Your goal — Return each of the following rows exactly as they appear, line for line, with no changes.

Start of Listed records

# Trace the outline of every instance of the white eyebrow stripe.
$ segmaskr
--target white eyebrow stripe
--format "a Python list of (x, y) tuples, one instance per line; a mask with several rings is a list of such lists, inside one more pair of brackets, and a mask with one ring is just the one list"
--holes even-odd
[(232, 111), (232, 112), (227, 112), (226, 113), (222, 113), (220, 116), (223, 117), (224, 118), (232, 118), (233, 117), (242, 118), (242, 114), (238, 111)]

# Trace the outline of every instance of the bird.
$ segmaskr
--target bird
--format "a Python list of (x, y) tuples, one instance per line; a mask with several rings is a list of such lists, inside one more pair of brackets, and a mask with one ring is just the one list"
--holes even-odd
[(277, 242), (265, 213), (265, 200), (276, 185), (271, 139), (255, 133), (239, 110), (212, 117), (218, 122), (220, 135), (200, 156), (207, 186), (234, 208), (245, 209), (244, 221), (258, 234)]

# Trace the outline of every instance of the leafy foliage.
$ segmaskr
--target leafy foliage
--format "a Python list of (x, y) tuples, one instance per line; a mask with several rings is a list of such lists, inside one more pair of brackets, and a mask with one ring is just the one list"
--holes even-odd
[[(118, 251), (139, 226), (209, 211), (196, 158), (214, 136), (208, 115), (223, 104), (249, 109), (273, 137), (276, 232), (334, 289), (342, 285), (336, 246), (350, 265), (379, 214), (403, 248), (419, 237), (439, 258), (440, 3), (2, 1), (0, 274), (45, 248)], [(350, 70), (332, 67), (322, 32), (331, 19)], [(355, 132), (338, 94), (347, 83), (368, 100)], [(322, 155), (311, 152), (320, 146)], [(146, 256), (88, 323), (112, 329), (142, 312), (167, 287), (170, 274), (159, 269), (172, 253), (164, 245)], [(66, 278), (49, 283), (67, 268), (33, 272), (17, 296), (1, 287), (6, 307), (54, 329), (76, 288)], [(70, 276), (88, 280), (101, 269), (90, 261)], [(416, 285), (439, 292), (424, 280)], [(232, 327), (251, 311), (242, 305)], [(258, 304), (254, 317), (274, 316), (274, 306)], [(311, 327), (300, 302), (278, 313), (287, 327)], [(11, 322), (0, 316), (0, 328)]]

End of Listed records

Answer to this exercise —
# Trace the outline of every instance of the white eyebrow stripe.
$ segmaskr
--target white eyebrow stripe
--format "a Python list of (x, y) tuples, one instance per line; a mask with several rings is a list of such lists, inside one more pair of brackets, and a mask with one ring is just the one list"
--holes even-odd
[(232, 111), (232, 112), (227, 112), (226, 113), (222, 113), (220, 116), (223, 117), (224, 118), (232, 118), (233, 117), (242, 118), (242, 114), (238, 111)]

# Trace the outline of every instance of the bird.
$ segmaskr
--target bird
--format "a Python list of (x, y) tuples, one instance per line; a mask with several rings is a list of such lists, inside one more pair of brackets, and a mask with one ring is just the one list"
--holes even-odd
[(277, 242), (265, 213), (265, 200), (276, 185), (271, 139), (255, 133), (239, 110), (212, 117), (218, 122), (220, 135), (200, 156), (207, 186), (234, 208), (245, 209), (244, 221), (258, 234)]

# Trace the outline of every instance of the leafy foliage.
$ segmaskr
--target leafy foliage
--format "a Python list of (x, y) tuples, one instance per line; a mask with several rings is a list of such lists, inside one more pair of brackets, and a mask with one ring is just the one list"
--holes even-odd
[[(118, 251), (139, 226), (209, 211), (196, 158), (214, 136), (208, 115), (223, 104), (249, 109), (273, 137), (276, 232), (334, 289), (342, 285), (336, 246), (350, 265), (379, 214), (403, 248), (419, 237), (439, 258), (440, 3), (2, 1), (0, 274), (45, 248)], [(350, 70), (332, 67), (322, 32), (331, 19)], [(355, 132), (338, 94), (347, 83), (368, 100)], [(322, 155), (311, 152), (320, 146)], [(146, 256), (88, 323), (112, 329), (142, 312), (167, 287), (170, 274), (159, 269), (172, 253), (164, 245)], [(66, 278), (49, 283), (67, 268), (33, 272), (17, 296), (1, 287), (6, 307), (54, 329), (76, 288)], [(70, 276), (88, 280), (101, 269), (90, 261)], [(416, 285), (439, 292), (424, 280)], [(232, 327), (251, 311), (242, 305)], [(258, 304), (254, 317), (274, 316), (274, 306)], [(311, 327), (300, 302), (278, 313), (287, 327)], [(11, 322), (0, 316), (0, 328)]]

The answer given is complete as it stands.